● **Short task**: Reproduce, without any alteration, every line of the data below from the line containing "point_to SHOULD mark one point per instance of the white gutter" down to the line containing "pixel 145 183", including both of those lines.

··········

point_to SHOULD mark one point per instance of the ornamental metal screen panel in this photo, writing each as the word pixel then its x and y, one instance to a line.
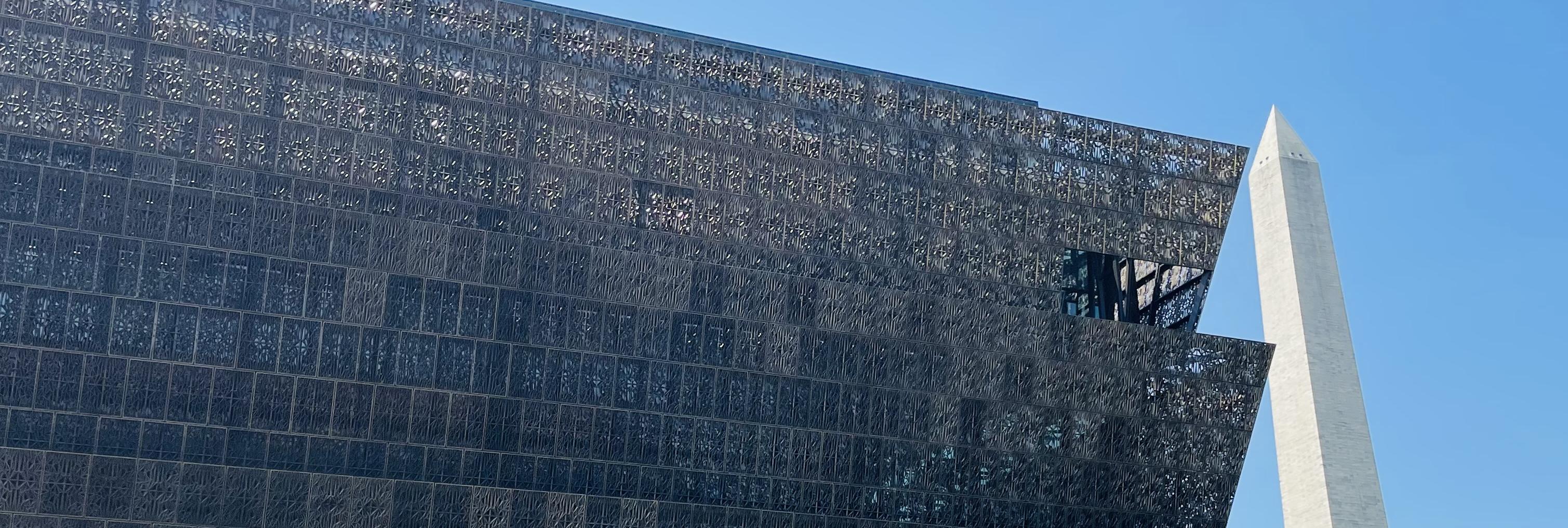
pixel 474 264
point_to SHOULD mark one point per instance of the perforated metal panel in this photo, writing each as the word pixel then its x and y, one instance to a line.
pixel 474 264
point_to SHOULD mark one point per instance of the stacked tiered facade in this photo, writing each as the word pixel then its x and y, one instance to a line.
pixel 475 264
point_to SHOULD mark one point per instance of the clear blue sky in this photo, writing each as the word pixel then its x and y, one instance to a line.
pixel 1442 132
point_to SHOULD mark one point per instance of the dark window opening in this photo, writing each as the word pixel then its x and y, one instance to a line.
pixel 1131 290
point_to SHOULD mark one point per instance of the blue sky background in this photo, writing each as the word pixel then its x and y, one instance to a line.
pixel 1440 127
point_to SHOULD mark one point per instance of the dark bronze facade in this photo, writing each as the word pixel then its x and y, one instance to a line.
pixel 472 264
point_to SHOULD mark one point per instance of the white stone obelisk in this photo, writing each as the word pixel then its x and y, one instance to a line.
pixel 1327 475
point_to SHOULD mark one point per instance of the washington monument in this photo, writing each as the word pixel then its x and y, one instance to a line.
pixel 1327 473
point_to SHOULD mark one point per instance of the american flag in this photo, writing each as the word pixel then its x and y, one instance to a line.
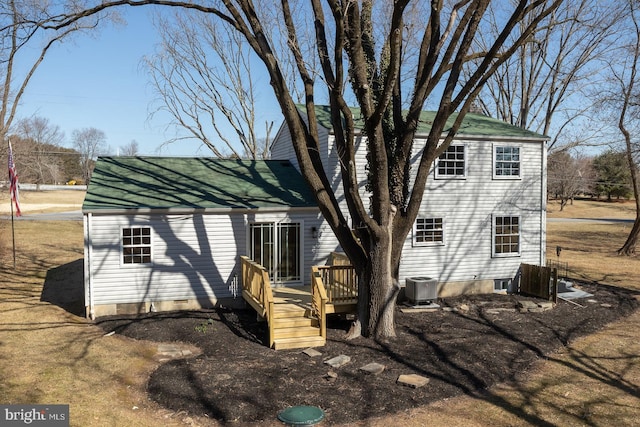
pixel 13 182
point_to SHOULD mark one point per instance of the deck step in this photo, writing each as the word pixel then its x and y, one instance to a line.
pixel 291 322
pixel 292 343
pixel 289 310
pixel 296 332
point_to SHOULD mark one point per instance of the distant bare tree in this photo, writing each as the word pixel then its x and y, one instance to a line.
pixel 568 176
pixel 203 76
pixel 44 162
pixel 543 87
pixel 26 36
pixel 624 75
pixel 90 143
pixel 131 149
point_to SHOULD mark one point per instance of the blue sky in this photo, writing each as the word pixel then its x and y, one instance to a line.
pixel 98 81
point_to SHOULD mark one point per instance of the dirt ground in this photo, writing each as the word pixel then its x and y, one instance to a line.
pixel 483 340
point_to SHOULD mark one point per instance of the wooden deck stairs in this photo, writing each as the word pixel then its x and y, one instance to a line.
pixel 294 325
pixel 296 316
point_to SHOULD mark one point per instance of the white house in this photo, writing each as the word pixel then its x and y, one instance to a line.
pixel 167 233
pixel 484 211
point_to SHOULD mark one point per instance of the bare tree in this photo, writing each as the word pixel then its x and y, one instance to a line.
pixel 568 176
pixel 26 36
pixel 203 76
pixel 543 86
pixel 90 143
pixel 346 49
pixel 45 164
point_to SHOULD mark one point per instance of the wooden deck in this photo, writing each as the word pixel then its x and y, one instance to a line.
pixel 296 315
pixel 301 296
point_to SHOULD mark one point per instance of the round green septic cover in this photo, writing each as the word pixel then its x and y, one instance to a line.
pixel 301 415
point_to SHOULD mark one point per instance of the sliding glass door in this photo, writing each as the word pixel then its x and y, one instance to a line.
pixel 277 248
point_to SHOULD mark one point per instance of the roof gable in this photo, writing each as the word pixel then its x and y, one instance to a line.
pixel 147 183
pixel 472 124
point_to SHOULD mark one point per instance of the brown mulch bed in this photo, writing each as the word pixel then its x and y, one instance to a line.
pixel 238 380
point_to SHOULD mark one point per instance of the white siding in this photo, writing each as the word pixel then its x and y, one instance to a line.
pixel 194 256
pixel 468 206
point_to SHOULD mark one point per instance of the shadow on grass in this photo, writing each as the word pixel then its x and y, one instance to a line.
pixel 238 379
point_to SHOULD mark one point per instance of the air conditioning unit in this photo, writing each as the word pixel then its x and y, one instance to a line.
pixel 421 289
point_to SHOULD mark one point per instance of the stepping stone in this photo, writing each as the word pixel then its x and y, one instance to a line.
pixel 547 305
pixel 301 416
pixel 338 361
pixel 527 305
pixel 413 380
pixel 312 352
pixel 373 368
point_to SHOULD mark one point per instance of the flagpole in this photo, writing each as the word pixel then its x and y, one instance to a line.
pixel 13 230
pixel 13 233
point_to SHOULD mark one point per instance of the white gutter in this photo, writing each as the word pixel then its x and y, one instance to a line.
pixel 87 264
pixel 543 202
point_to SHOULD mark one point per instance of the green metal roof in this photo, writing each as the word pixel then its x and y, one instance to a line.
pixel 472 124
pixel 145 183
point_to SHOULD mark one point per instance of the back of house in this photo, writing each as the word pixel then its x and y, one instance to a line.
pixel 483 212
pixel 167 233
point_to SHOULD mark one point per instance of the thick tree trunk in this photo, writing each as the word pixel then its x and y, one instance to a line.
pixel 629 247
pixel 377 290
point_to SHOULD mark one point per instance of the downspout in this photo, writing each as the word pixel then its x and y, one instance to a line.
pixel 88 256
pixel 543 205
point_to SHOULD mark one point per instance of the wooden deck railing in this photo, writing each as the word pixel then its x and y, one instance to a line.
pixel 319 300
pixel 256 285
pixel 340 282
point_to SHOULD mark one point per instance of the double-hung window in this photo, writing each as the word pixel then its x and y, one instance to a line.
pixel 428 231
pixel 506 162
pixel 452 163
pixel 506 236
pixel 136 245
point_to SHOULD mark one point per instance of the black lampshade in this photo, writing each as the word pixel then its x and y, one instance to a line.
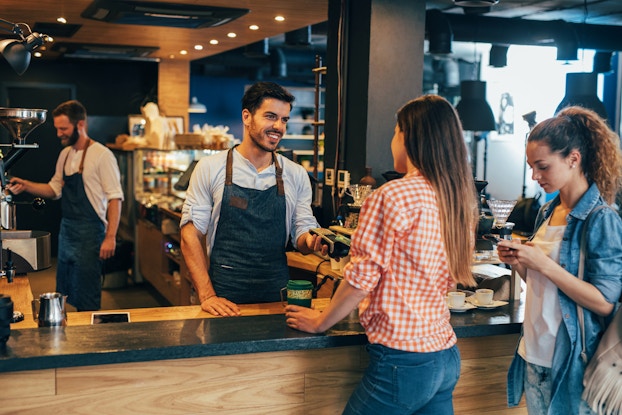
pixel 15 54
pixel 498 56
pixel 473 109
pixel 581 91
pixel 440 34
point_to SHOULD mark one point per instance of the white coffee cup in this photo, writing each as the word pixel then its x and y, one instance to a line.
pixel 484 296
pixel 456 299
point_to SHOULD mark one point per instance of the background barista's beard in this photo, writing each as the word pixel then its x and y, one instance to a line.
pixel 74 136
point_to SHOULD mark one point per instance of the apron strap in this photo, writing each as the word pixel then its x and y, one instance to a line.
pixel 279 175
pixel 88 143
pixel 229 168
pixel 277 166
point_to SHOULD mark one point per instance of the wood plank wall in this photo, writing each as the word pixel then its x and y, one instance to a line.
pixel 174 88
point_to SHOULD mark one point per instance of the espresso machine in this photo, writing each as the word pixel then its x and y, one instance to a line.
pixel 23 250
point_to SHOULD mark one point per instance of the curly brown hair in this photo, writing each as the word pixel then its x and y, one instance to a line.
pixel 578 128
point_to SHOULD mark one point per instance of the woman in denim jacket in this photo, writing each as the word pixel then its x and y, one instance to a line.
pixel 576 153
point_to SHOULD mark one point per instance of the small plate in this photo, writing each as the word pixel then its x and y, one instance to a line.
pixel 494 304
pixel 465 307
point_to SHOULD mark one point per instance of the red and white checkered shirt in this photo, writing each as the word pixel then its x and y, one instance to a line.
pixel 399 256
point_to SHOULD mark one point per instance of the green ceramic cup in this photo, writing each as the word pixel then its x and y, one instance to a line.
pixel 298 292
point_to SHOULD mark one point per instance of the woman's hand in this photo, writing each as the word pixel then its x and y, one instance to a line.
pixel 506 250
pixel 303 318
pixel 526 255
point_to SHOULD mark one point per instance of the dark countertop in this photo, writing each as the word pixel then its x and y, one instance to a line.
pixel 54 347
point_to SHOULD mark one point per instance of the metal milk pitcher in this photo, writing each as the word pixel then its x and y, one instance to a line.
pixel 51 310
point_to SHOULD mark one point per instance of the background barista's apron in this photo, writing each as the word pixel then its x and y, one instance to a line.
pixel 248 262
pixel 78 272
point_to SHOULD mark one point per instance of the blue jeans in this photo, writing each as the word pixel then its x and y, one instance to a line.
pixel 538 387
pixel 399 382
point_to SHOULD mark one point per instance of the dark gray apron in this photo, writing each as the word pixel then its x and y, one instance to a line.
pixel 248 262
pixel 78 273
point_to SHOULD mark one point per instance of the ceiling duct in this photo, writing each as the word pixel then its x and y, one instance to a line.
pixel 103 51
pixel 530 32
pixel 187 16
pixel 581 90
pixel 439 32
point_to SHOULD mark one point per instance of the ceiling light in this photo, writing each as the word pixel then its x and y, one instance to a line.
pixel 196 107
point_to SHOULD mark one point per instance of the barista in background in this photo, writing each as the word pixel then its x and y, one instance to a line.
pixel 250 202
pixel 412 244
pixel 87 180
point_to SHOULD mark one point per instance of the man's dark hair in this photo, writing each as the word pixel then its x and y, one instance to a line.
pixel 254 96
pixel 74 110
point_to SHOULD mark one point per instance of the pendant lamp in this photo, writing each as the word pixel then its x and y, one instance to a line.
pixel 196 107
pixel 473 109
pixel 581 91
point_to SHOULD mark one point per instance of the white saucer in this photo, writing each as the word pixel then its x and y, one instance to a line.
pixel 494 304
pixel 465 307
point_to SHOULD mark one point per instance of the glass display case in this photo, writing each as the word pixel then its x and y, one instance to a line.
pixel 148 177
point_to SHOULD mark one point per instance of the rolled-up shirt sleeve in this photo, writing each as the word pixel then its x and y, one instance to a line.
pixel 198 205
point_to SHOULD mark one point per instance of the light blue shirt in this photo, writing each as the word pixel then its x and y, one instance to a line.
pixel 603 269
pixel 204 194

··········

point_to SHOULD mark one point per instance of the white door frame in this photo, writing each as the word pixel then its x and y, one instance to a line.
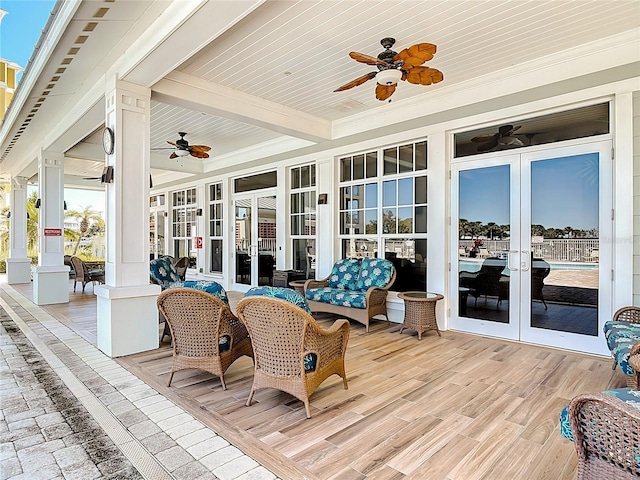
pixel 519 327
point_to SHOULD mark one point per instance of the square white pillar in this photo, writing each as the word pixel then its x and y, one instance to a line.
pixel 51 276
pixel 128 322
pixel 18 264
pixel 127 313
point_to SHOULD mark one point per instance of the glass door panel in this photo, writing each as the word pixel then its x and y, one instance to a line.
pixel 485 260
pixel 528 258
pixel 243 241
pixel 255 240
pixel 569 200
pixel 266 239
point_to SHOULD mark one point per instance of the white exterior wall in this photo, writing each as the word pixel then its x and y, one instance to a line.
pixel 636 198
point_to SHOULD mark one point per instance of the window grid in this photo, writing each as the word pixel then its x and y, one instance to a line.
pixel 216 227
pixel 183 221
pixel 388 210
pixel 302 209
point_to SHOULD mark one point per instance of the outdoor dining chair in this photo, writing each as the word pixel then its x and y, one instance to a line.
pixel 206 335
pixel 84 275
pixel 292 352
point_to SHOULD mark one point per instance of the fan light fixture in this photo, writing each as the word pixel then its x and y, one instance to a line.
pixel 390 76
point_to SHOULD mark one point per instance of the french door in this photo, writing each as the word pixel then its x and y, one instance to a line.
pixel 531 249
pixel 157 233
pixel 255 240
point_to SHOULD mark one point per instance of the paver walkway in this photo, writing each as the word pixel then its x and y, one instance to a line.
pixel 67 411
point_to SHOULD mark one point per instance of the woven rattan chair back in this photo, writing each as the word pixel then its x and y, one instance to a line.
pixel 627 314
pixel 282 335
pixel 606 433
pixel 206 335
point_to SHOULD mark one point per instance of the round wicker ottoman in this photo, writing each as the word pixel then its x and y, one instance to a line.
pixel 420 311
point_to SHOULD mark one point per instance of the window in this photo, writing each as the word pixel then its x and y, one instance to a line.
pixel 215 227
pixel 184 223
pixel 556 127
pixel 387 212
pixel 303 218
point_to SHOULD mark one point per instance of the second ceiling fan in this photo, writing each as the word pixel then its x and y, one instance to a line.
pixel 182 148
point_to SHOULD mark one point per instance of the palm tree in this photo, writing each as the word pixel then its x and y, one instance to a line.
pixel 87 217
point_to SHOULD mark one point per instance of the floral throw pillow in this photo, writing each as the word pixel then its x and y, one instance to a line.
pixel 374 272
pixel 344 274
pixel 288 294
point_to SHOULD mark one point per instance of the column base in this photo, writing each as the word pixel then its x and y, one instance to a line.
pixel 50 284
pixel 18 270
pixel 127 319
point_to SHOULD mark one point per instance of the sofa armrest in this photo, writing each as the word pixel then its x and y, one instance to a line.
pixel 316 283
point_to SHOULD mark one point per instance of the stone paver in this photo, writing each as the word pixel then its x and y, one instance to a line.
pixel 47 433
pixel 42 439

··········

● **Answer to this exercise**:
point_to SHOULD mark one point per instance of the white gutter in this photo, writing each as the word pixel then its x and y, one instance to a line.
pixel 87 264
pixel 543 202
point_to SHOULD mark one point per instance of the green metal roof in this photo, writing each as the word pixel then its x and y, one instance to a line.
pixel 472 124
pixel 145 183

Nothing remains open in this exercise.